▶ WHAT THE TASK REQUIRES
Please print every line from the one containing "Q: innermost point of each instance of the tomato calyx, in" through the last line of the records below, exactly as written and nothing more.
— BEGIN —
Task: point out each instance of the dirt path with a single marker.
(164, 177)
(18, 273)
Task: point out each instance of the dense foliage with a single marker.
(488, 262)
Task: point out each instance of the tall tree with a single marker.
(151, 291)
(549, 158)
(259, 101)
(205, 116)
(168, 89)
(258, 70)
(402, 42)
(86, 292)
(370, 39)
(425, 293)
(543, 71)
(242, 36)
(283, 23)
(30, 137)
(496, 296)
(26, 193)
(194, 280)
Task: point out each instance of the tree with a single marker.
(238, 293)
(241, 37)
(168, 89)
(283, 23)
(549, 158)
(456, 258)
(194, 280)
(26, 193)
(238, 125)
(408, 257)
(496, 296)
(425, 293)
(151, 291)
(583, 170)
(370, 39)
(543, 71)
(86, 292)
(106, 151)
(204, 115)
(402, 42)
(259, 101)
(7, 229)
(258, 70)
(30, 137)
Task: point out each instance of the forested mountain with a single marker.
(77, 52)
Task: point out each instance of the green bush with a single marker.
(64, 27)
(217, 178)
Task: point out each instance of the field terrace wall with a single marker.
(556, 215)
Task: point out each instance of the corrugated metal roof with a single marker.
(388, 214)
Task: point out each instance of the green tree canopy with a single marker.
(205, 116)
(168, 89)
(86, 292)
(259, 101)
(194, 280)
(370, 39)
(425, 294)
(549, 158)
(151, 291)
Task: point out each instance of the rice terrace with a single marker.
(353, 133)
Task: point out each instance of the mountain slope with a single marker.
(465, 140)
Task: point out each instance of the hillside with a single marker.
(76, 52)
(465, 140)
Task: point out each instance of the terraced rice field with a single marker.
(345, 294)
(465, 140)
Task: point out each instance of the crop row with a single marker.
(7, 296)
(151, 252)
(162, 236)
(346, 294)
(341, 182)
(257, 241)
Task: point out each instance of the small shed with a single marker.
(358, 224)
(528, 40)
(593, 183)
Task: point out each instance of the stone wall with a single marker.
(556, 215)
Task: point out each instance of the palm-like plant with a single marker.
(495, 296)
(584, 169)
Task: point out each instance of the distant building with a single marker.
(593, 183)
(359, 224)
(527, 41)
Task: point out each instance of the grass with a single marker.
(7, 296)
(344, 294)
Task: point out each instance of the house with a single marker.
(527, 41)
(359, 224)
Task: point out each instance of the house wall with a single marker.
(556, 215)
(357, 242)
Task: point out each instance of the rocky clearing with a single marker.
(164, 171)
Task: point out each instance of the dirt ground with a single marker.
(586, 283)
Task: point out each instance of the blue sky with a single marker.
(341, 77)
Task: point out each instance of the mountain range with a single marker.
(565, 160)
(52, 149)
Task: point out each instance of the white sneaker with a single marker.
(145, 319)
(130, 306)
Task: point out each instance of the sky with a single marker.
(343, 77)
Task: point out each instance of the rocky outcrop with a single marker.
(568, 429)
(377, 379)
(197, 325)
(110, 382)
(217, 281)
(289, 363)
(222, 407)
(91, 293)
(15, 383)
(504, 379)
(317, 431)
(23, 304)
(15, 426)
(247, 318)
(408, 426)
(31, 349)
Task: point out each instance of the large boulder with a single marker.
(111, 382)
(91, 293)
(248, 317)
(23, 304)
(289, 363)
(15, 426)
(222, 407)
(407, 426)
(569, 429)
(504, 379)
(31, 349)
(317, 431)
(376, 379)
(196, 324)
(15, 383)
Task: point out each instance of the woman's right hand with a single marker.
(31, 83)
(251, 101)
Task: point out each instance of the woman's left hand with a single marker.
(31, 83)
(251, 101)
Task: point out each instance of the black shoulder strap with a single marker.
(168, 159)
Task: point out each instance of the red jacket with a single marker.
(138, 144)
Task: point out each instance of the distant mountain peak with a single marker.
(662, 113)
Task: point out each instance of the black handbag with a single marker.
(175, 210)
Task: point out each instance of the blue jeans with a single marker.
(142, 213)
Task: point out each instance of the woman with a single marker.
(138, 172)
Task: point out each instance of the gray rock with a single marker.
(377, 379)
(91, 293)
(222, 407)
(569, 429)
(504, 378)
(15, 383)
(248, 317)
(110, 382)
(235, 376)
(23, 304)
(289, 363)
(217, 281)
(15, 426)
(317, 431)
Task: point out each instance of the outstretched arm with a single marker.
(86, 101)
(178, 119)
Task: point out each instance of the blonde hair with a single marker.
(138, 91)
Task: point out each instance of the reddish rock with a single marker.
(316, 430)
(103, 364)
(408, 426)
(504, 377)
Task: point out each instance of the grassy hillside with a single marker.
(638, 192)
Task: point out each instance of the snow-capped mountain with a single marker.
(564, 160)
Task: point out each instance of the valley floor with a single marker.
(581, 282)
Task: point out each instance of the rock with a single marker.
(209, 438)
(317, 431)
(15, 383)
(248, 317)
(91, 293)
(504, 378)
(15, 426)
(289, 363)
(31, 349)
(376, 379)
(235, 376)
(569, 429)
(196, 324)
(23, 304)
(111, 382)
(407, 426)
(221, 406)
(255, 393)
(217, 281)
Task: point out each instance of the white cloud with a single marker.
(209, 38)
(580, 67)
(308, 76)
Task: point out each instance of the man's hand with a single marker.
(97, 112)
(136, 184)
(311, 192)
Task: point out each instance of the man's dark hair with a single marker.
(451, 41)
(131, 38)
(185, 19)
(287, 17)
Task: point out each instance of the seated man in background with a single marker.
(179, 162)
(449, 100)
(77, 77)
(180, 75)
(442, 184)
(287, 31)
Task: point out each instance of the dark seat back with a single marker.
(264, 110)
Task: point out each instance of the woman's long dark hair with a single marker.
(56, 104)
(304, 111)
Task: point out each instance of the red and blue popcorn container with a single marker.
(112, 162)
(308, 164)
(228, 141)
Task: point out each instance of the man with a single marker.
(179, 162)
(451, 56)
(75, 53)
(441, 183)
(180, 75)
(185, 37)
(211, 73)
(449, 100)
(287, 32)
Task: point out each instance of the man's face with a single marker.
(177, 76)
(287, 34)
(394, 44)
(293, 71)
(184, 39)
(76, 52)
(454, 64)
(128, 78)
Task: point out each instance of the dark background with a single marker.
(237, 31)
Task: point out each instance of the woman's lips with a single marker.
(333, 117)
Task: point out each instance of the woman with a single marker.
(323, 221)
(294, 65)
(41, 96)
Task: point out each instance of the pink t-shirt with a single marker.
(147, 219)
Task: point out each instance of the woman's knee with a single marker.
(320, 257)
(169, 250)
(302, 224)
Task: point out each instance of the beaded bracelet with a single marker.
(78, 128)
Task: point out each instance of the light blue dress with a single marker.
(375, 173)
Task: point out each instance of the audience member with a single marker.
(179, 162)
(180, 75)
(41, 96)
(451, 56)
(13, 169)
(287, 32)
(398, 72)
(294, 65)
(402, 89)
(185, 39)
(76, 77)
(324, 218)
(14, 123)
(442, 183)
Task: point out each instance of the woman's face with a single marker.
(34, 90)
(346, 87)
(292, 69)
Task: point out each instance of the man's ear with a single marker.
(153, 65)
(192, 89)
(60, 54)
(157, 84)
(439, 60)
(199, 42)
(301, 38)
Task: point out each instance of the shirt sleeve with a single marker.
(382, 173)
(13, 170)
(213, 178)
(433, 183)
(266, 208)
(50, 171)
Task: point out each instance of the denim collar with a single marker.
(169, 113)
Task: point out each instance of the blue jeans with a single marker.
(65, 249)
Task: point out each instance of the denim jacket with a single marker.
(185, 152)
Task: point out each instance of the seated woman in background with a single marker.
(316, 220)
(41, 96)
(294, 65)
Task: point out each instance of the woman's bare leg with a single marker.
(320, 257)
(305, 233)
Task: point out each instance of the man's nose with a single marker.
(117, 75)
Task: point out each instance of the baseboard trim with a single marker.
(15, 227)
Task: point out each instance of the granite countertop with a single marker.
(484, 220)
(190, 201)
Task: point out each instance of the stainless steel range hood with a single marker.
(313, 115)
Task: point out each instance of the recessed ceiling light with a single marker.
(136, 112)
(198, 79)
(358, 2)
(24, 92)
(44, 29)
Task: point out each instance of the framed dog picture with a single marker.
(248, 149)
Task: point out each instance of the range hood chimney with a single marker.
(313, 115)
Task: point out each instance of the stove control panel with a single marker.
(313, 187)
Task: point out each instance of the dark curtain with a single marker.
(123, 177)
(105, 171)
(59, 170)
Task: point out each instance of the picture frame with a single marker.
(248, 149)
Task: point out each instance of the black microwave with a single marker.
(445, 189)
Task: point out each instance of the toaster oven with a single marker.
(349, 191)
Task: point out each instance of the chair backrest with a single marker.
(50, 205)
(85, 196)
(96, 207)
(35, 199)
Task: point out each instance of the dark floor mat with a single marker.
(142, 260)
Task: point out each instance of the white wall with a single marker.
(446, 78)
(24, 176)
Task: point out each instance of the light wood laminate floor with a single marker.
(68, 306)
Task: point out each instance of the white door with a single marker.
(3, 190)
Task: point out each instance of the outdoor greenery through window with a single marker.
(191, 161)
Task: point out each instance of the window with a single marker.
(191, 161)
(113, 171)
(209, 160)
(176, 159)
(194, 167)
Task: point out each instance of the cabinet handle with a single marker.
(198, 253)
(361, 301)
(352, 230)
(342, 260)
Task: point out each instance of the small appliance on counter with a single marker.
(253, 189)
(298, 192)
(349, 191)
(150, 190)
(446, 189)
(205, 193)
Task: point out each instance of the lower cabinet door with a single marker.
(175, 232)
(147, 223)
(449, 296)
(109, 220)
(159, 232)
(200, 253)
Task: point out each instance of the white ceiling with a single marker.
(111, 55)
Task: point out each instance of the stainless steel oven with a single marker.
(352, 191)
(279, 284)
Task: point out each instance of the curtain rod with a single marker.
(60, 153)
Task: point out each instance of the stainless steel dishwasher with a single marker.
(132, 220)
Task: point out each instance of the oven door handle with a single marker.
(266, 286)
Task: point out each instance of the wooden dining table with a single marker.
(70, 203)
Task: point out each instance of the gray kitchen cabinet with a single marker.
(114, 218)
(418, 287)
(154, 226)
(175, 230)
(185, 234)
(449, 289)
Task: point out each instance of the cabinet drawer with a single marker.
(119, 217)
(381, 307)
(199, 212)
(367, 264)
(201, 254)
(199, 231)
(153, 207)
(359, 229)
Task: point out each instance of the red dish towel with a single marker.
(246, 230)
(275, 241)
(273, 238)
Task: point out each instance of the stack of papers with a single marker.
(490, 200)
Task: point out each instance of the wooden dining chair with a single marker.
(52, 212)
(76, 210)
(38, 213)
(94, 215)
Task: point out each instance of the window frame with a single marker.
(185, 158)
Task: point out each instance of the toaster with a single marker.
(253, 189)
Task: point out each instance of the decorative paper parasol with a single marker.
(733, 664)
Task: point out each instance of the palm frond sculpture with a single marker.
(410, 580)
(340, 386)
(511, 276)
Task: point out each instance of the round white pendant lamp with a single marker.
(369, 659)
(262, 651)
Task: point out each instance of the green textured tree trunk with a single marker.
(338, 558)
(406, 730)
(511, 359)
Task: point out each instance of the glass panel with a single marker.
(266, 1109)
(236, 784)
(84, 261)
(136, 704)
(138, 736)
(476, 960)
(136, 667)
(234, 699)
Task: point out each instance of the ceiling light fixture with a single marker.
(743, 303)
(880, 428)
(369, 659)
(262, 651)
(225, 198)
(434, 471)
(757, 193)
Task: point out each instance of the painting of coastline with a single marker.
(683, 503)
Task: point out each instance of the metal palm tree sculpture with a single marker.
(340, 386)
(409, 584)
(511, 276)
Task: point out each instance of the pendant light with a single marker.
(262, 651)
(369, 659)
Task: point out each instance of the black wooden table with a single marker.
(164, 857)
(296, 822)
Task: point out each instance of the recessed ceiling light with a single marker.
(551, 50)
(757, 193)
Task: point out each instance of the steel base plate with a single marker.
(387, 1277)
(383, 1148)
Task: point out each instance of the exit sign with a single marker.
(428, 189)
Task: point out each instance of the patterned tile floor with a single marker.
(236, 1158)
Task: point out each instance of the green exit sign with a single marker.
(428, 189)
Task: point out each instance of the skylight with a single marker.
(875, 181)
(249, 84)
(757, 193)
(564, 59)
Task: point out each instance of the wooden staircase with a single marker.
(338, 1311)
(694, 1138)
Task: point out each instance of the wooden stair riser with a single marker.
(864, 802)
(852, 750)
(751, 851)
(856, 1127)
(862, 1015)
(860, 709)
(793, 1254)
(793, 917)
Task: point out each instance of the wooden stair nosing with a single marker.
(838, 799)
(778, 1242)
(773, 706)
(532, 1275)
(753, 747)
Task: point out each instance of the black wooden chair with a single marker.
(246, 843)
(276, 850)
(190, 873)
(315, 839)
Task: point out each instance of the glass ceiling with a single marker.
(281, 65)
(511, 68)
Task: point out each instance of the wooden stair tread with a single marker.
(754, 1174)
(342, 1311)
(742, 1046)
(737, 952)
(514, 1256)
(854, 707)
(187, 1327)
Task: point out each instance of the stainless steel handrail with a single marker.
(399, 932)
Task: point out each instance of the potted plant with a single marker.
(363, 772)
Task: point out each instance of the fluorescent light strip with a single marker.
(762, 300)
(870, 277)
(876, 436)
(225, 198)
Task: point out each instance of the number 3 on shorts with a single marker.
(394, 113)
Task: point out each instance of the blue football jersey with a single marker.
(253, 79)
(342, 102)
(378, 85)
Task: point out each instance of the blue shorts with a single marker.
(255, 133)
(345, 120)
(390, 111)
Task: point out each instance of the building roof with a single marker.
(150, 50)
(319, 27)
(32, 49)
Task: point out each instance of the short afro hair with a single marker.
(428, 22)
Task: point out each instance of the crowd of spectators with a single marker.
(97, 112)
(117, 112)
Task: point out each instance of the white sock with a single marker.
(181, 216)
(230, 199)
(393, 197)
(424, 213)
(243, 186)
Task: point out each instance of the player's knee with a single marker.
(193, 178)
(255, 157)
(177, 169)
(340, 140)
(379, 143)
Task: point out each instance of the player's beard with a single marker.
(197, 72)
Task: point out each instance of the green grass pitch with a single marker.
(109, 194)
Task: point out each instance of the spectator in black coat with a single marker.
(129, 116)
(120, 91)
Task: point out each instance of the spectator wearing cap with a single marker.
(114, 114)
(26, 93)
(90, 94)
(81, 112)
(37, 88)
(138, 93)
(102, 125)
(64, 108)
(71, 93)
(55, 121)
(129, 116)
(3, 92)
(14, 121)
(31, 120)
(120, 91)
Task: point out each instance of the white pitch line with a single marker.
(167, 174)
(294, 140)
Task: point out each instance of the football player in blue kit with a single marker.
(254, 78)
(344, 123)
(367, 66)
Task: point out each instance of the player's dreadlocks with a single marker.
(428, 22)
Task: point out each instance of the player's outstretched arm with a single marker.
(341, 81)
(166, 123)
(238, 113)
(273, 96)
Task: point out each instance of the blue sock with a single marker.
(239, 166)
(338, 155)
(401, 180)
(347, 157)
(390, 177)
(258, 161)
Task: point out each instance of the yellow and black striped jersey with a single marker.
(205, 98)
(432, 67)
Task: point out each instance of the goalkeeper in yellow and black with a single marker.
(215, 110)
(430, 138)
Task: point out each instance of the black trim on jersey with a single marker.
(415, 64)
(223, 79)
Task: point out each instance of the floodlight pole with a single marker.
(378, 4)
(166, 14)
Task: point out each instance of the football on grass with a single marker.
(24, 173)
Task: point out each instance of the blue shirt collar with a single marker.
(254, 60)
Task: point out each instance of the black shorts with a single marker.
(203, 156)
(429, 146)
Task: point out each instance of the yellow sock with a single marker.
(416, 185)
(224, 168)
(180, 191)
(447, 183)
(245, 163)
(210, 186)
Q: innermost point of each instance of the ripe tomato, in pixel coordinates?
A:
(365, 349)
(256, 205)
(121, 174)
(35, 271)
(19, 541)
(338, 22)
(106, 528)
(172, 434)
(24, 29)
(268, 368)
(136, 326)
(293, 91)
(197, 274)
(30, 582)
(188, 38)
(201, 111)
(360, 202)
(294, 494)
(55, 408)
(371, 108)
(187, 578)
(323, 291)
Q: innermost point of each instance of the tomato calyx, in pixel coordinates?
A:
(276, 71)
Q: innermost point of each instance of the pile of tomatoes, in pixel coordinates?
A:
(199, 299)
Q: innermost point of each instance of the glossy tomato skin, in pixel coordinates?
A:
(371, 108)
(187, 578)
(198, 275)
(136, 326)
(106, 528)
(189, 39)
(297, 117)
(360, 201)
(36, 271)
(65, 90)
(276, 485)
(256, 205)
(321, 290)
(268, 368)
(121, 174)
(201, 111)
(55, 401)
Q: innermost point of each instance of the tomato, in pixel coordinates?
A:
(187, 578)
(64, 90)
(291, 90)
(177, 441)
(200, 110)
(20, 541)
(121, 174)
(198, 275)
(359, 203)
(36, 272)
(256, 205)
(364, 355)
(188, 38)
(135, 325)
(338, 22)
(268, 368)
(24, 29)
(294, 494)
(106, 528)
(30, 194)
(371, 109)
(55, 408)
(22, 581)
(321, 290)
— END —
▶ SOLVED EXERCISE
Q: innermost point of each instance of the tomato calyx, in pixel coordinates?
A:
(276, 71)
Q: innermost point of each instance of the pile of tomatoes, in pixel coordinates?
A:
(199, 299)
Q: innermost point of each instance of the glossy tomato skin, in pixel coordinates?
A:
(371, 108)
(187, 578)
(198, 275)
(136, 326)
(106, 528)
(189, 39)
(297, 117)
(360, 201)
(36, 271)
(65, 90)
(276, 485)
(256, 205)
(321, 290)
(268, 368)
(121, 174)
(201, 111)
(55, 401)
Q: innermost point of each instance of the tomato, in pixel coordinates?
A:
(187, 578)
(64, 90)
(291, 90)
(177, 441)
(200, 110)
(20, 541)
(121, 174)
(198, 275)
(359, 203)
(36, 272)
(256, 205)
(364, 355)
(188, 38)
(135, 325)
(338, 22)
(268, 368)
(24, 29)
(294, 494)
(106, 528)
(30, 194)
(371, 109)
(55, 408)
(22, 581)
(321, 290)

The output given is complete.